ACTION ITEM
Repeat the entries that appear below, exactly and in full.

DATA RECORDS
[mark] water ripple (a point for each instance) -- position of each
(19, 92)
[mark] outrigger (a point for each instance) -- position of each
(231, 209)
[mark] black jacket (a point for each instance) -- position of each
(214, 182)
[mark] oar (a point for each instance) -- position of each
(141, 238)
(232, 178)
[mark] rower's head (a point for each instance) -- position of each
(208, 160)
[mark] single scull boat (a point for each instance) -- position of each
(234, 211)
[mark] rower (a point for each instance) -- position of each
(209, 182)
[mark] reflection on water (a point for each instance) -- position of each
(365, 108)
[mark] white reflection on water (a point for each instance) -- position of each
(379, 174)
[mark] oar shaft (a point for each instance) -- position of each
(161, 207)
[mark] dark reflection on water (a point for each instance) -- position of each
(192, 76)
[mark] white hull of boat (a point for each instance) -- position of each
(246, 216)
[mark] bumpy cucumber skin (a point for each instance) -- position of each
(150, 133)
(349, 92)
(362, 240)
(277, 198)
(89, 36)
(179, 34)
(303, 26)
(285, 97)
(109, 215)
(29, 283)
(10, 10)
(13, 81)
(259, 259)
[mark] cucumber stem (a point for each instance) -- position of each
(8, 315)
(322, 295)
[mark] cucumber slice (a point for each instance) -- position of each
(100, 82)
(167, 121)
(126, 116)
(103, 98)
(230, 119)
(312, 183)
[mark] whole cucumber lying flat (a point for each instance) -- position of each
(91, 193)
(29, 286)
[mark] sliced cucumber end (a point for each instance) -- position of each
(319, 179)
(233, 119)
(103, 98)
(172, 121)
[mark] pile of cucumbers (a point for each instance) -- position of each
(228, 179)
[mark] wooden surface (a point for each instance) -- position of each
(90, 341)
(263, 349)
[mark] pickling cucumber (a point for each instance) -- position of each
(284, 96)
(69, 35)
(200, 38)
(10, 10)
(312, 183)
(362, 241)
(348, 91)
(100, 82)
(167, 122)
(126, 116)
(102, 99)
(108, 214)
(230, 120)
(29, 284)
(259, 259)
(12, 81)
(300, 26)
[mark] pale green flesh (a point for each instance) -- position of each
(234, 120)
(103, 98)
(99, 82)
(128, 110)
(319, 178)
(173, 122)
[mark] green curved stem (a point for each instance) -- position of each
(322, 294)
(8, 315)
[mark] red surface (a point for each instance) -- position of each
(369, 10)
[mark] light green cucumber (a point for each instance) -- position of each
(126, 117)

SOLUTION FOR THIS EXERCISE
[mark] water ripple (a point for each instance) -- position of each
(19, 92)
[mark] outrigger (a point for each instance) -- position of each
(231, 209)
[mark] black jacket (a point for each instance) -- position of each
(214, 182)
[mark] oar (a point for each instance) -- position of each
(141, 238)
(232, 178)
[mark] rower's head (a point for each instance) -- position of each
(208, 160)
[mark] single scull boat (a point for each instance) -- position of each
(234, 211)
[mark] rower (a point for each instance) -- position of each
(209, 182)
[mark] reflection on water (a point for each instance) -- position of each
(365, 108)
[mark] white reflection on water (a point for each instance) -- position of each
(379, 174)
[mark] oar shaft (a point for each instance) -- position of each
(161, 207)
[mark] dark reflection on water (a point for each instance) -- position of each
(192, 76)
[mark] white hull of boat (a point for each instance) -- position of each
(246, 216)
[mark] bumpy cucumber skin (a point for each instance) -- position of each
(150, 133)
(349, 92)
(362, 240)
(277, 198)
(89, 36)
(179, 34)
(303, 26)
(285, 97)
(109, 215)
(29, 283)
(10, 10)
(13, 81)
(259, 259)
[mark] cucumber stem (a point for each instance) -- position of each
(8, 315)
(322, 295)
[mark] cucumber slice (a point for each instance) -- position of each
(100, 82)
(167, 121)
(126, 116)
(103, 98)
(230, 119)
(312, 183)
[mark] whole cucumber lying flat (a point for each instance) -- position of each
(91, 193)
(29, 286)
[mark] sliced cucumber end (a point for each instance) -- position of each
(319, 179)
(233, 119)
(103, 98)
(172, 121)
[mark] pile of cucumbers (a point for each instance) -- position of each
(228, 179)
[mark] wooden surface (a point for each instance) -- position of each
(90, 341)
(263, 349)
[mark] pickling cucumber (a point for each instance) -- position of each
(284, 96)
(69, 35)
(200, 38)
(10, 10)
(312, 183)
(362, 241)
(348, 91)
(100, 82)
(167, 122)
(126, 116)
(102, 99)
(108, 214)
(230, 120)
(29, 284)
(259, 259)
(12, 81)
(300, 26)
[mark] pale green flesh (a point for each instance) -- position of each
(234, 120)
(103, 98)
(99, 82)
(128, 110)
(319, 178)
(173, 122)
[mark] green curved stem (a point for each instance) -- position of each
(322, 294)
(8, 315)
[mark] red surface (a point for each instance) -- position of each
(369, 10)
[mark] light green cucumber (a point for each instance) -- position of each
(126, 117)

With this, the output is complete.